__EXCERPTED TEXT__.

☆ ☆ ☆ ☆ ☆

As more exomes are sequenced, one might expect that we would be better able to more accurately estimate shet. Yet, in a companion paper [15], we show that increasing the sample size used for estimating LOF frequencies will provide essentially no additional information for the ∼85% of genes with the lowest values of shet. This fundamental limit on how much we can learn about these genes from LOF data alone highlights the importance of approaches like ours that can leverage additional data types. By sharing information across genes, we can overcome this fundamental limit on how accurately we can estimate constraint.

Here we focused on estimating shet, but our empirical Bayes framework, GeneBayes, can be used in any setting where one has a model that ties a gene-level parameter to gene-level observable data (Supplementary Note E). For example, GeneBayes can be used to find trait-associated genes using variants from case/control studies [77, 78], or to improve power to find differentially expressed genes in RNA-seq experiments [79]. We provide a graphical overview of how GeneBayes can be applied more generally in Figure 6. Briefly, GeneBayes requires users to specify a likelihood model and the form of a prior distribution for their parameter of interest. Then, using empirical Bayes and a set of gene features, it improves power to estimate the parameter by flexibly sharing information across similar genes.

☆ ☆ ☆ ☆ ☆

(Items drawn from a data source)

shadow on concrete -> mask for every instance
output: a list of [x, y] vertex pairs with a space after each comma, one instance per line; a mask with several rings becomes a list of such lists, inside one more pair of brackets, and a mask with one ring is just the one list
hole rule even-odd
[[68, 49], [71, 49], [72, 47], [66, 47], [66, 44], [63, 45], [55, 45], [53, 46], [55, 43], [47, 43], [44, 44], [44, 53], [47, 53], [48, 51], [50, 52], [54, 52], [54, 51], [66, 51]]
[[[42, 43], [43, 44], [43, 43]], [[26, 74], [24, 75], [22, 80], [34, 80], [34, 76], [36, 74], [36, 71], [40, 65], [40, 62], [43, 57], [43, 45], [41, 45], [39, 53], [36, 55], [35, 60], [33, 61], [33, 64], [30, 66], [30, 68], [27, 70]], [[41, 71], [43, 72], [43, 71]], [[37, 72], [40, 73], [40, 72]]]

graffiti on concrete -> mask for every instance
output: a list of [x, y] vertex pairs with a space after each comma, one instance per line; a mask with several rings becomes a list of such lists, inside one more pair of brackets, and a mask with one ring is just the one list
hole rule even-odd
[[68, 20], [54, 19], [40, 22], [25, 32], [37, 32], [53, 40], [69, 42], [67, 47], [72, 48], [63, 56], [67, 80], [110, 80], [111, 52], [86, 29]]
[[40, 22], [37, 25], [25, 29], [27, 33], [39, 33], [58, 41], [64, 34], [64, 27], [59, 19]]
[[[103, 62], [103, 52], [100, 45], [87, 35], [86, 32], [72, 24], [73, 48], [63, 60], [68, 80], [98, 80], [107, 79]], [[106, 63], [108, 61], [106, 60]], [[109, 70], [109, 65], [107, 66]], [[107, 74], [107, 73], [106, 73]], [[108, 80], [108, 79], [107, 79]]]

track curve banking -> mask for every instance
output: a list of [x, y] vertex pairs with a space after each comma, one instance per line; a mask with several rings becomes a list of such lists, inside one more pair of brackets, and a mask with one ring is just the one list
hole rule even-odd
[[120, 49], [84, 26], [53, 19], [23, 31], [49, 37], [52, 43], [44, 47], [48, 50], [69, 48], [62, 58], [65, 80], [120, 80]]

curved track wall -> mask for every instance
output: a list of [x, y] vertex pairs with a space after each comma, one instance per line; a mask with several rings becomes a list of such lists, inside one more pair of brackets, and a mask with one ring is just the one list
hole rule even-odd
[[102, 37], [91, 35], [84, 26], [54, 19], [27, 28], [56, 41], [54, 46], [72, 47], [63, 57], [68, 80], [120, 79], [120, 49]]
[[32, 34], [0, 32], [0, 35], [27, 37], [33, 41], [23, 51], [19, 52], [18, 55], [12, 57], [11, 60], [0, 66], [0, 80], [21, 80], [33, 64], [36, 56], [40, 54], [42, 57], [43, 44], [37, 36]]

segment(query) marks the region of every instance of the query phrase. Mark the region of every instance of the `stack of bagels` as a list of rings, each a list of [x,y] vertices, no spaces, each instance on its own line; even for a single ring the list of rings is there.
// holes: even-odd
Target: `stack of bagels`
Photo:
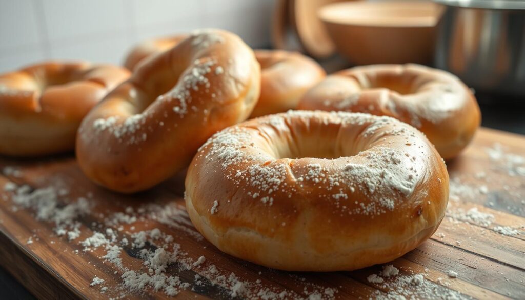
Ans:
[[[377,65],[327,77],[301,54],[254,51],[218,29],[146,41],[124,67],[54,61],[0,75],[0,154],[74,149],[88,178],[122,193],[187,167],[197,229],[224,252],[291,271],[386,262],[430,236],[448,199],[444,159],[480,119],[446,72]]]

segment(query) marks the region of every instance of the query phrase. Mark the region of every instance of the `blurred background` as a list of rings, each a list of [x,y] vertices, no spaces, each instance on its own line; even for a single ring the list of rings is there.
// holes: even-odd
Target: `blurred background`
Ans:
[[[139,42],[204,27],[300,51],[329,73],[443,69],[475,90],[484,126],[525,133],[523,0],[2,0],[0,73],[53,59],[120,65]]]
[[[2,0],[0,72],[50,59],[122,63],[146,39],[217,27],[270,46],[275,1]]]

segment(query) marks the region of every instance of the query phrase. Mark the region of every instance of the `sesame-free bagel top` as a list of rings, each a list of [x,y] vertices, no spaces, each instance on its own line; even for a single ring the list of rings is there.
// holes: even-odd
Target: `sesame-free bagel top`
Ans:
[[[259,74],[253,51],[236,35],[194,33],[140,64],[88,114],[77,139],[82,171],[122,192],[159,183],[214,133],[248,117]]]
[[[309,90],[297,107],[395,118],[421,130],[444,159],[470,142],[481,116],[472,91],[457,77],[410,64],[340,71]]]
[[[61,60],[0,74],[0,154],[73,150],[82,119],[129,76],[117,66]]]
[[[387,117],[290,111],[214,135],[188,170],[195,227],[222,251],[290,271],[388,262],[430,236],[448,175],[434,147]]]

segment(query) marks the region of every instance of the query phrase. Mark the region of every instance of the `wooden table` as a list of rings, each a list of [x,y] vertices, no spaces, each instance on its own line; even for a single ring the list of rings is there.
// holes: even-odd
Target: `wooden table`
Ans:
[[[454,291],[459,292],[456,295],[480,299],[525,299],[523,158],[525,137],[480,129],[462,155],[448,163],[451,195],[447,216],[430,240],[392,262],[400,270],[398,276],[423,274],[425,286],[443,295]],[[13,172],[5,168],[7,166],[18,171]],[[59,208],[78,201],[79,197],[87,199],[91,208],[89,213],[75,218],[79,222],[80,236],[69,241],[67,236],[57,234],[55,222],[37,220],[34,203],[21,207],[14,202],[12,192],[0,189],[0,199],[4,199],[0,200],[0,263],[39,298],[169,298],[162,291],[146,287],[133,292],[124,286],[122,269],[101,257],[107,252],[103,246],[84,251],[82,241],[94,232],[104,233],[108,227],[112,228],[119,240],[127,237],[131,241],[133,232],[154,228],[173,236],[184,259],[168,266],[164,274],[177,276],[187,283],[185,288],[179,289],[177,298],[229,298],[236,295],[233,293],[237,288],[237,295],[244,298],[254,297],[257,293],[276,296],[286,291],[285,298],[307,298],[313,293],[320,298],[368,299],[386,296],[393,288],[392,284],[367,280],[371,274],[378,274],[381,266],[354,272],[290,273],[269,270],[221,253],[188,222],[183,207],[182,175],[148,192],[125,196],[91,183],[71,156],[39,160],[0,159],[0,168],[8,174],[0,175],[0,188],[8,182],[18,187],[27,184],[32,189],[58,187]],[[466,219],[473,208],[493,215],[491,223]],[[118,213],[122,213],[115,214]],[[120,216],[118,222],[116,215]],[[495,228],[496,231],[512,229],[519,234],[506,236]],[[154,249],[150,244],[145,246]],[[136,247],[124,245],[122,250],[121,258],[128,270],[147,272]],[[185,264],[201,256],[206,258],[202,265],[192,270],[185,267]],[[212,264],[216,266],[217,275],[228,277],[233,273],[235,280],[213,284],[216,278],[207,278]],[[451,271],[458,274],[457,278],[448,276]],[[197,274],[201,274],[200,282],[199,276],[195,277]],[[95,277],[104,281],[90,286]],[[385,278],[387,283],[395,280]],[[241,290],[239,286],[234,286],[238,282],[244,284]],[[418,294],[419,287],[409,287],[406,295],[424,296]]]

☆ ☆ ☆ ☆ ☆

__PARTS OF THE EXERCISE__.
- a) Reproduce everything in the passage on GeneBayes from "As more exomes" down to "can estimate constraint.".
- b) Answer these questions from the passage on GeneBayes, one line each:
(i) For about what share of genes would a larger sample size for estimating LOF frequencies add essentially no information?
(ii) Which figure gives a graphical overview of how GeneBayes can be applied more generally?
(iii) What two things must users specify to use GeneBayes?
- c) Take up the passage on GeneBayes after its final sentence and carry it on.

__YOUR WRITTEN ANSWERS__.
- a)
As more exomes are sequenced, one might expect that we would be better able to more accurately estimate shet. Yet, in a companion paper [15], we show that increasing the sample size used for estimating LOF frequencies will provide essentially no additional information for the ∼85% of genes with the lowest values of shet. This fundamental limit on how much we can learn about these genes from LOF data alone highlights the importance of approaches like ours that can leverage additional data types. By sharing information across genes, we can overcome this fundamental limit on how accurately we can estimate constraint.

- b)
(i) About 85% of genes, those with the lowest values of shet.
(ii) Figure 6.
(iii) A likelihood model and the form of a prior distribution for their parameter of interest.

- c)
Figure 6:

Figure 6:

GeneBayes is a flexible framework for estimating gene-level properties. Schematic for how GeneBayes can be applied to estimate gene-level properties beyond shet, showing the key inputs and outputs and two example applications. See Supplementary Note E for more details.

In summary, we developed a powerful framework for estimating a broadly applicable and readily interpretable metric of constraint, shet. Our estimates provide a more informative ranking of gene importance than existing metrics, and our approach allows us to interrogate potential causes and consequences of natural selection.

4. Methods

Empirical Bayes overview

Many genes have few observed loss-of-function variants, making it challenging to infer constraint without additional information. Bayesian approaches that specify a prior distribution for each gene can provide such information to improve constraint estimates, but specifying prior distributions is challenging as we have limited prior knowledge about the selection coefficients, shet. Empirical Bayes procedures allow us to learn a prior distribution for each gene by combining information across genes.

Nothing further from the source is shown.